Write the next few sentences of the blog post about revising a NaNoWriMo novel draft, picking up after its final sentence.

◆ **Selected extract**
..........

Today is day three of my editing binge, and things are going…okay. When I took a long, hard look at my completed beat sheet, I discovered that the last third or so of my novel really isn’t that great. In fact, it’s almost tangibly worse than the first two thirds, so bad that I don’t think there’s anything for it but to strip it entirely and write in new stuff from scratch.
So I’ve come to accept that. To make a novel, you’ve got to break a few paragraphs. Gamely, I laid into trying to figure out what I wanted to actually have as my ending – there’s no time for shortcuts, like in my first draft. I need to know exactly what to put in there if I don’t want to have to do this again, and I don’t want to have to do this again.
What I’ve been discovering is that I took a heck of a lot of shortcuts my first time through. The whole “no plot, no problem” philosophy of NaNoWriMo is great as far as it goes, but it has definite problems – even when I knew that things weren’t working out, I still plowed ahead just to get the words on the page. Well, I’m not a complete neophyte anymore. I should’ve taken the extra time to look things over and actually decide how I wanted to proceed, maybe even discuss them with some other folks.
Well, lessons learned from next time. I’m still confident that I can make Fugitives from Earth, if not great, at least satisfactory. It’s my first time, after all – better to make the mistakes now.

..........

[Collected data]
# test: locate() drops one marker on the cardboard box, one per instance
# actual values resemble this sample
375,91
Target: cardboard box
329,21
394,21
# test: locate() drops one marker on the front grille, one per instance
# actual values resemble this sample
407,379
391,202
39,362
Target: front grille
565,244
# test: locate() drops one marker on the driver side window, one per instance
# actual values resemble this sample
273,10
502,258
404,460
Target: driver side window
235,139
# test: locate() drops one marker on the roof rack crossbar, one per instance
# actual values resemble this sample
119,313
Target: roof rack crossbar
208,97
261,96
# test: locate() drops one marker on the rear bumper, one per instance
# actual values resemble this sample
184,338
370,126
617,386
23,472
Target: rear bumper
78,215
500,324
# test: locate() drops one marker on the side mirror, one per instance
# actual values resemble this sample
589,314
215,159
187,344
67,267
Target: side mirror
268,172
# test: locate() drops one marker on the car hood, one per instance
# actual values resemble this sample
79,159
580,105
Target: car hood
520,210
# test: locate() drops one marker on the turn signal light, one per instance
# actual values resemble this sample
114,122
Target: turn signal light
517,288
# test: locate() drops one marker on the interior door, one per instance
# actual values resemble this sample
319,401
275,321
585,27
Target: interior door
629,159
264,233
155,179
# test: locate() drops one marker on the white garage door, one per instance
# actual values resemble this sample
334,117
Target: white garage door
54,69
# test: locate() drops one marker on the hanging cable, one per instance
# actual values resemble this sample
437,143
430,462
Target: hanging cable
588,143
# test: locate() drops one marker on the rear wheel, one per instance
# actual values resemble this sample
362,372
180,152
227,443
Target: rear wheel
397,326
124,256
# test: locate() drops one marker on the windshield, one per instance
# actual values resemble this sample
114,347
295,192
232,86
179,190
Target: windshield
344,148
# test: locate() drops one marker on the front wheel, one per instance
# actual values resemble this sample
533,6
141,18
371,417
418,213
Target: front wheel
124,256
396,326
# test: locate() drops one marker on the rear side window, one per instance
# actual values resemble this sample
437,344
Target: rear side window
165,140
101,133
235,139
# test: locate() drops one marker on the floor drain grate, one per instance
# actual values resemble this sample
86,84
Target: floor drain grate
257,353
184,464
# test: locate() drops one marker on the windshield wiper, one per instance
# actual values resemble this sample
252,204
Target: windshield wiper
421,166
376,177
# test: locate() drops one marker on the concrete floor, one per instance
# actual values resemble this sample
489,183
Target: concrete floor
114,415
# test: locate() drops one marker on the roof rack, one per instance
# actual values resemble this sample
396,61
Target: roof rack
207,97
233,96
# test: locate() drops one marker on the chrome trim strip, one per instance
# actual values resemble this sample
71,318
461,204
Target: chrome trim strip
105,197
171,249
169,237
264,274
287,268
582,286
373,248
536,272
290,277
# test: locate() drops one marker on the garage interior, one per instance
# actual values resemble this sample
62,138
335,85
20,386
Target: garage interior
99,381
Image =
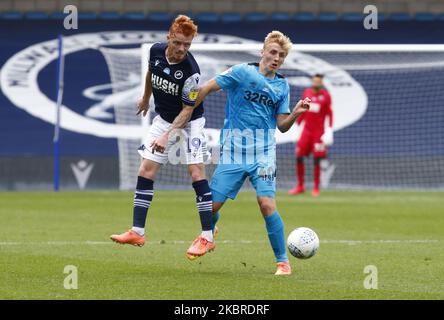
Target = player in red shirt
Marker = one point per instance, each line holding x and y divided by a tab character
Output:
316	133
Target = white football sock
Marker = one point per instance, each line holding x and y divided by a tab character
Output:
139	231
208	235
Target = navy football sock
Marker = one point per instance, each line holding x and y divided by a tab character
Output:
215	219
275	229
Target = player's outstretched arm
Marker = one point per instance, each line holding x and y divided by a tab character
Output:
285	121
144	103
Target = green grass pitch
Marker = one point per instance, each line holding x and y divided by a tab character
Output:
401	233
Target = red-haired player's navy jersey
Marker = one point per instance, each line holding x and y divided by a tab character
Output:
174	85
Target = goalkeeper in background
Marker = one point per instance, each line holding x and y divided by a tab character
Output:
316	127
257	103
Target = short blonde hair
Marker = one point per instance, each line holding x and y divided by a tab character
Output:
279	38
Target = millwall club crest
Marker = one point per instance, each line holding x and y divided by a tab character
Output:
178	74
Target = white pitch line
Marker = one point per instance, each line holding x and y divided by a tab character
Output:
348	242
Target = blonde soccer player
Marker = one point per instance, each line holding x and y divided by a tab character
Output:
172	79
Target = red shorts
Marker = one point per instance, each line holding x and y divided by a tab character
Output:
309	143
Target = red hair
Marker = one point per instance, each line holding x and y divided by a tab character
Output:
183	24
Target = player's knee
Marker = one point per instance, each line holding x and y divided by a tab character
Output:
217	206
317	160
147	171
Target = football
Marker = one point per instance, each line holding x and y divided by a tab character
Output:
303	243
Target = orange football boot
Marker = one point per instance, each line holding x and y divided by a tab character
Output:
199	247
129	237
283	269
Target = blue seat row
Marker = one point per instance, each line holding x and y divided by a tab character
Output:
225	17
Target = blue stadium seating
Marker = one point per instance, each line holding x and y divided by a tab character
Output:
87	15
231	17
304	16
134	16
255	16
353	16
226	17
399	17
206	17
280	16
57	15
424	16
36	15
328	16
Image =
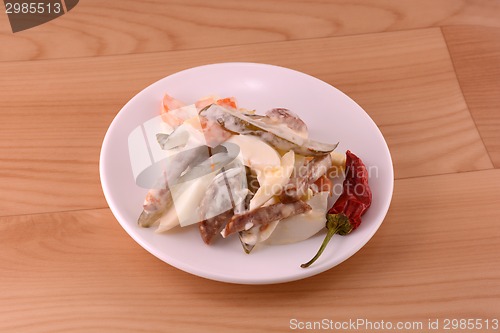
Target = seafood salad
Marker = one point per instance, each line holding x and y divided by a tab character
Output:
231	172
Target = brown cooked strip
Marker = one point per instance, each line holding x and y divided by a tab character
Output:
265	215
307	175
212	227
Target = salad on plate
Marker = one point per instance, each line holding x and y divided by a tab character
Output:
231	172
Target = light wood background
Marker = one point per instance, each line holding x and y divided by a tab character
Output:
428	72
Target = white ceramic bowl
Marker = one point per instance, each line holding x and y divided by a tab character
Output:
331	117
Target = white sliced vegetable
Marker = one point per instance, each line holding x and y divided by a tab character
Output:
272	180
300	227
186	197
255	153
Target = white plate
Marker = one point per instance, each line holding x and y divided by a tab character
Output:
331	117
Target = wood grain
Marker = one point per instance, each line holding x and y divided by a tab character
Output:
55	113
435	256
97	27
475	52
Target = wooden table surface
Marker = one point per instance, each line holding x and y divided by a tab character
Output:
427	72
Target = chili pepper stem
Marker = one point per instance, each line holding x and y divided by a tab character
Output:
336	223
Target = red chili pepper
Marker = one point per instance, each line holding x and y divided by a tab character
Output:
356	198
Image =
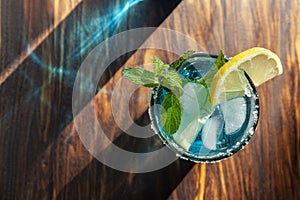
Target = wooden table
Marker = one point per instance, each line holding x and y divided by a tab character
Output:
44	44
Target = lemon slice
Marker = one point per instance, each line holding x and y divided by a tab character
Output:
260	64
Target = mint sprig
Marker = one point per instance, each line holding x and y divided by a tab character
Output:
170	116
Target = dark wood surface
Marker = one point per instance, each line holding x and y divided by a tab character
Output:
42	47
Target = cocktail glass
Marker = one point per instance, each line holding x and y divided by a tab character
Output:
207	138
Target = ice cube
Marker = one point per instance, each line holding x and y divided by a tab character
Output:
211	132
234	113
195	112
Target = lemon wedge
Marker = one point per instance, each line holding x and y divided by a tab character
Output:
260	64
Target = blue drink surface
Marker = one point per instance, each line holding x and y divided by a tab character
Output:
223	131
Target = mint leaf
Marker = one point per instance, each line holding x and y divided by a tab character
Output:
159	66
171	115
177	64
141	76
220	60
170	79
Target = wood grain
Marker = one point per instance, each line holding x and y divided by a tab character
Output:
42	156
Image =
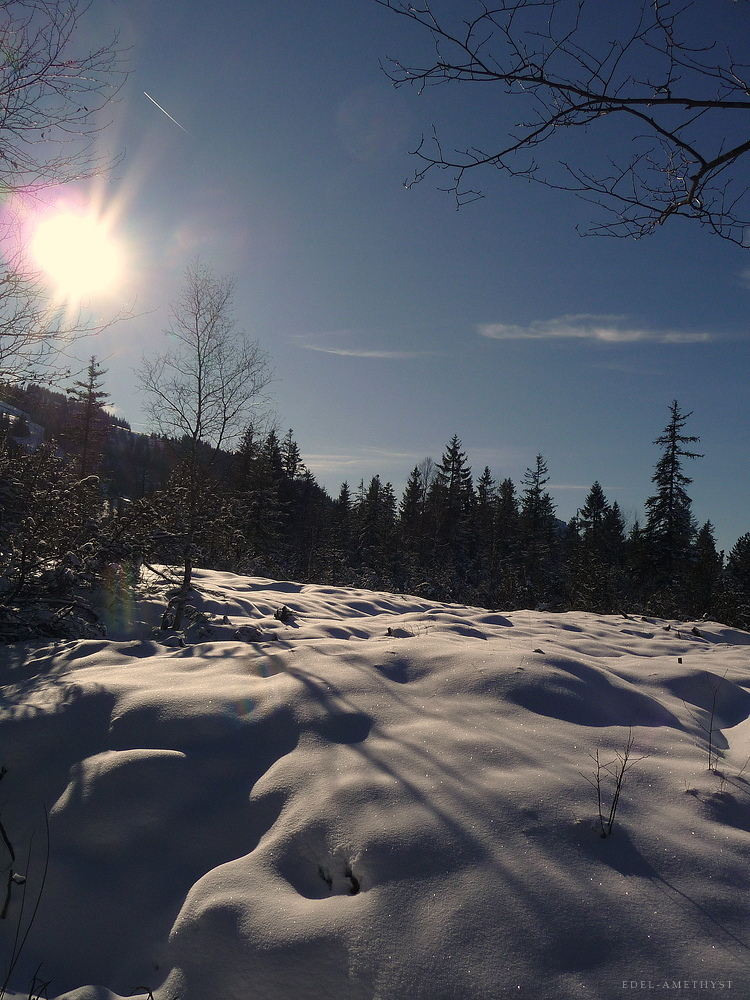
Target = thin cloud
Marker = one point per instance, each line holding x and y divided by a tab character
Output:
600	329
353	352
322	344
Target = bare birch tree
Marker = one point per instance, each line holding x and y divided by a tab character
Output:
201	392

..........

◆ **Task result**
Ah, time for some links:
- Mars500 Mission Reaches the Red Planet
- The brave folks of the Mars500 mission have locked themselves in a completely isolated “spaceship” in Moscow, where they will remain for about 500 days before “returning to Earth.” This was in 2010; just today they reached Martian orbit, and the lander with half the crew aboard is headed toward the Martian surface. Fun stuff – for more info, check out @mars500 on Twitter
- Genetic Algorithm Car Evolution
- This is possibly the most awesome thing I’ve seen in awhile. Starting with a random polygon and some wheels, this Flash program learns how to make the optimum car for any of several tracks using an evolutionary process. The cars that make it the furthest the fastest will “interbreed,” and the ones that don’t make it so far will “die out.” Add in a dash of mutation, and you have a surprisingly engaging demonstration of evolutionary processes.